## TEXTAUSZUG
+---+
Behandlung: Eine rechtzeitige Behandlung mit Penicillin schützt das ungeborene Kind zuverlässig. Die Therapie sollte idealerweise bis zur 16. Schwangerschaftswoche abgeschlossen sein.
Schutz und Prävention
Kondome nutzen
Kondome und Femidome bieten guten Schutz vor Syphilis, aber keinen hundertprozentigen. Da die Erreger auch über Hautkontakt außerhalb des vom Kondom bedeckten Bereichs übertragen werden können, ist das Risiko nicht vollständig ausgeschlossen.
Schutztipps:
- Kondome konsequent bei Vaginal-, Anal- und Oralverkehr verwenden
- Auf sichtbare Geschwüre oder Hautveränderungen achten
- Bei Unsicherheit auf sexuellen Kontakt verzichten
- Mehr über einvernehmlichen Sex und Grenzen erfahren
Regelmäßige Tests
Bei wechselnden Sexualpartner:innen sind regelmäßige STI-Tests (alle 3-6 Monate) die wichtigste Präventionsmaßnahme. So können Infektionen frühzeitig erkannt und behandelt werden, bevor Spätfolgen auftreten.
+---+
Gespeicherte Einträge:
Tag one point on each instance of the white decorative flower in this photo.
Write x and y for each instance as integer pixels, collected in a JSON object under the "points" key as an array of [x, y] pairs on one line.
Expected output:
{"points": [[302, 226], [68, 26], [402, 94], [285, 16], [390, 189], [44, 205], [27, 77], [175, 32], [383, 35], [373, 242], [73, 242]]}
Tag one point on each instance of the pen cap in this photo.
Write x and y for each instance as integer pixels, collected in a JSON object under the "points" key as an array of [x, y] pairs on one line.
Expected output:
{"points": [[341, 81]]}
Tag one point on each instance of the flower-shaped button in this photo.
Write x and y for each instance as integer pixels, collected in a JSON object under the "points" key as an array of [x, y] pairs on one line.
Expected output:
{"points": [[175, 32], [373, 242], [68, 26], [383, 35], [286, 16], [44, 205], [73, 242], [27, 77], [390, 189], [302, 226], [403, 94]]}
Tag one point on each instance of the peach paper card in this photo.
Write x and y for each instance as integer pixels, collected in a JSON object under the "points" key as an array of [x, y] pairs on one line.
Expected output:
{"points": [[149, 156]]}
+---+
## ÜBUNGSAUFGABEN
A) Erläutern Sie in ein bis drei Sätzen, warum Kondome laut Textauszug keinen hundertprozentigen Schutz vor Syphilis bieten.
B) Entnehmen Sie dem Textauszug wörtlich die Passage, die mit „Schutz und Prävention“ beginnt und bis einschließlich „bevor Spätfolgen auftreten.“ reicht.

## LÖSUNGEN
A) Die Erreger können auch über Hautkontakt außerhalb des vom Kondom bedeckten Bereichs übertragen werden. Deshalb ist das Risiko trotz Kondom oder Femidom nicht vollständig ausgeschlossen.

B)
Schutz und Prävention
Kondome nutzen
Kondome und Femidome bieten guten Schutz vor Syphilis, aber keinen hundertprozentigen. Da die Erreger auch über Hautkontakt außerhalb des vom Kondom bedeckten Bereichs übertragen werden können, ist das Risiko nicht vollständig ausgeschlossen.
Schutztipps:
- Kondome konsequent bei Vaginal-, Anal- und Oralverkehr verwenden
- Auf sichtbare Geschwüre oder Hautveränderungen achten
- Bei Unsicherheit auf sexuellen Kontakt verzichten
- Mehr über einvernehmlichen Sex und Grenzen erfahren
Regelmäßige Tests
Bei wechselnden Sexualpartner:innen sind regelmäßige STI-Tests (alle 3-6 Monate) die wichtigste Präventionsmaßnahme. So können Infektionen frühzeitig erkannt und behandelt werden, bevor Spätfolgen auftreten.